Given text:

Life’s been pretty busy lately with the house-purchase and all. Yesterday, after doing the walkthrough (and discovering a busted window on the back door where someone broke in over the weekend), and dealing with lawyers on another matter, and meeting with one of my employees for our annual review, I spent six hours chasing down a bug, explaining it to all involved, and FedExing off a CD to Apple so they can see the bug happen. Got to sleep, and then an ex called. Twice. I was awake for over an hour.
Today I close. I also fix the window (if the sellers haven’t already fixed it), put on double-keyed deadbolts so sticking an arm through a broken window won’t let ’em open the door, and maybe stick a sticker (seen at right) on that window as a warning to the scum. I’ve got guys refinishing the hardwood floors beginning this afternoon, the carpet guys coming by later in the week, and movers next week. Oh, and there’s some holiday everyone seems to be getting worked up about in the near future. I’m pretty sure buying a house and moving is the most stressful thing I’ve done, and I haven’t even started moving yet.
- Today in 1773: The Boston Tea Party:
one of the most effective pieces of political theater ever staged.If you were to try such a protest today, what would you dump into the harbor? Government Cheese? The Interstate Highway System? The subsidies farmers get for growing weeds?

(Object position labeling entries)
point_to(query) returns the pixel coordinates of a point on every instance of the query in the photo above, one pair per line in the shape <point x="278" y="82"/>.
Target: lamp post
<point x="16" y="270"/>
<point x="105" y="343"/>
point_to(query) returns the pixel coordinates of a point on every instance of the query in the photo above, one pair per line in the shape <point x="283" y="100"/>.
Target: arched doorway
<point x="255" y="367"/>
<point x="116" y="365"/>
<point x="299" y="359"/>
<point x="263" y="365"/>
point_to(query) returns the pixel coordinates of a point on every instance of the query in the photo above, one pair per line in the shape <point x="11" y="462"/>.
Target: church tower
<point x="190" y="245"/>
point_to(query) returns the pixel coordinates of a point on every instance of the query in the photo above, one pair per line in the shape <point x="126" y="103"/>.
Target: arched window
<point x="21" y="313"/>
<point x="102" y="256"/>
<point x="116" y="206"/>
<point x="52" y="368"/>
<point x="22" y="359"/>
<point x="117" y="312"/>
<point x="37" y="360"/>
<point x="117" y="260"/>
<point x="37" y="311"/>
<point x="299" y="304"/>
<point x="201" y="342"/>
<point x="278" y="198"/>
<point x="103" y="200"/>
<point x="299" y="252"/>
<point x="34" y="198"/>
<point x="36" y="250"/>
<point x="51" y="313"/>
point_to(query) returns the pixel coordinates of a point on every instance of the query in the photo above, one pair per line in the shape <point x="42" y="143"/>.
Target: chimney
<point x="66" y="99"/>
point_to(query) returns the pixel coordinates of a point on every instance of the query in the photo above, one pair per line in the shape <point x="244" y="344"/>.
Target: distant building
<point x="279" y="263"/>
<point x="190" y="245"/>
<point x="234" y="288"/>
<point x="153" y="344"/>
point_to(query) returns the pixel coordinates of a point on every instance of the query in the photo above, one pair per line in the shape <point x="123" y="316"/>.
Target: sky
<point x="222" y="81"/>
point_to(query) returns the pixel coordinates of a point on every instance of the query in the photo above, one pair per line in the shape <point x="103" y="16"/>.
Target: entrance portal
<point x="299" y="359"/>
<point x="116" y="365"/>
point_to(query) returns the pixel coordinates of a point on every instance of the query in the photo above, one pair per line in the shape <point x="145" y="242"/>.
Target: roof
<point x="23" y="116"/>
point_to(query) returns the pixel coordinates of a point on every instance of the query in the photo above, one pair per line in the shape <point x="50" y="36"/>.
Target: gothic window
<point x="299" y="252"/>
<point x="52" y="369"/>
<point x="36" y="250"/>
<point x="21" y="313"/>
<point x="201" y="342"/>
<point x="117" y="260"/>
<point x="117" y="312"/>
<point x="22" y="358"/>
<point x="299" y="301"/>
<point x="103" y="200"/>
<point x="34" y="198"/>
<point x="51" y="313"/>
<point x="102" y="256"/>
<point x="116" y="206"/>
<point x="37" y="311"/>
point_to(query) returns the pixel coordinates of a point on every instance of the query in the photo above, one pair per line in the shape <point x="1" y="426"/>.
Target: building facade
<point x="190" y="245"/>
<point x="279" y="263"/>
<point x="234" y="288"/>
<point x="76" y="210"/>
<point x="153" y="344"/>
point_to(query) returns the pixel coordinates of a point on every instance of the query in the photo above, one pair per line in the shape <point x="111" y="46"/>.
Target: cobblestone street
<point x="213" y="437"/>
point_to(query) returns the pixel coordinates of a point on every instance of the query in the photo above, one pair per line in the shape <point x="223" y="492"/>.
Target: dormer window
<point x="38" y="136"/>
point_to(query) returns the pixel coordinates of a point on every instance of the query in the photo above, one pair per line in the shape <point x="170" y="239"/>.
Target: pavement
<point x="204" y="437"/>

Exercise requirements: Write out the part of the house-buying post that begins at the words "Today I close." and stops after "for growing weeds?". The items are not needed for this.

Correct result:
Today I close. I also fix the window (if the sellers haven’t already fixed it), put on double-keyed deadbolts so sticking an arm through a broken window won’t let ’em open the door, and maybe stick a sticker (seen at right) on that window as a warning to the scum. I’ve got guys refinishing the hardwood floors beginning this afternoon, the carpet guys coming by later in the week, and movers next week. Oh, and there’s some holiday everyone seems to be getting worked up about in the near future. I’m pretty sure buying a house and moving is the most stressful thing I’ve done, and I haven’t even started moving yet.
- Today in 1773: The Boston Tea Party:
one of the most effective pieces of political theater ever staged.If you were to try such a protest today, what would you dump into the harbor? Government Cheese? The Interstate Highway System? The subsidies farmers get for growing weeds?